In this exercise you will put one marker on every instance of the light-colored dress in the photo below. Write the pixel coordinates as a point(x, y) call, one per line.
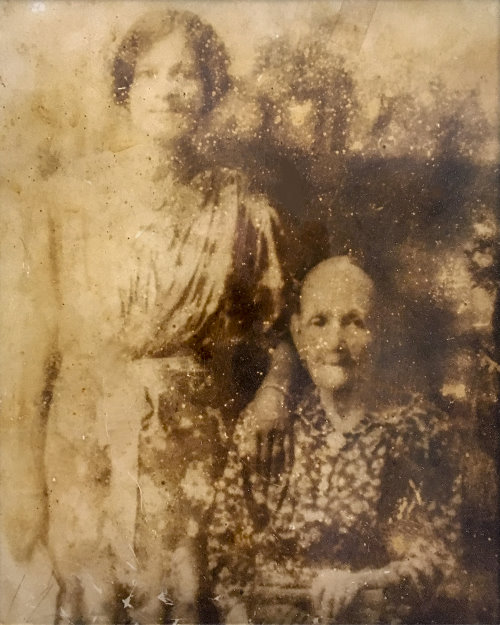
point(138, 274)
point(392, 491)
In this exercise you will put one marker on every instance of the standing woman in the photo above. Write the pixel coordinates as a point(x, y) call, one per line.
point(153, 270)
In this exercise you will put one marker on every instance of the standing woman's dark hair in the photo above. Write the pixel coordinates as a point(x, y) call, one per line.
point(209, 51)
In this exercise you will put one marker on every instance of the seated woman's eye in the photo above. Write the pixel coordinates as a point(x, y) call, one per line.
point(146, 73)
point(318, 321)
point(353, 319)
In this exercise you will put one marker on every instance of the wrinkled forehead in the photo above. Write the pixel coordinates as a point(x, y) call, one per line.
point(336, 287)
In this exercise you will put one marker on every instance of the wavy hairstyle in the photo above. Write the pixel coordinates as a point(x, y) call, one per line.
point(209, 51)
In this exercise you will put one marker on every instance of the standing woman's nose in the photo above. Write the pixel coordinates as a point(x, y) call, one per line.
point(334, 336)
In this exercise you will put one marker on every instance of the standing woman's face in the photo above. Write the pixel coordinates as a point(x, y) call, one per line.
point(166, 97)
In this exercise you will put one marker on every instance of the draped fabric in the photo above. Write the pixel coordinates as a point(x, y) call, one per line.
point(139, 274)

* _What you should do_:
Only the lines from the one with "of the wrinkled" through the end of the listing should be output, exactly as they appear.

* _Output of the exercise_:
In this exercise you will put one marker on every instance of the wrinkled forehead in the photo above. Write the pixel coordinates as a point(x, y) call, one per line.
point(336, 287)
In this exercise you will put one marker on every instance of the wavy hairstyle in the photo above. Write the pixel coordinates as a point(x, y) call, one per line.
point(209, 51)
In this exercise you will put one marker on every instance of the standing woman's nose in the photo above. Write the pixel coordinates as a point(x, y) call, one per line.
point(334, 336)
In this exercise you will put one marker on every instance of the standing woman's face in the photo above. Write the pixel coordinates as a point(x, y) call, one per line.
point(166, 97)
In this exercise you will put one marker on every instance of the draped fabric in the photo above. Write the pixel coordinates as a point(x, y) call, one per line.
point(139, 274)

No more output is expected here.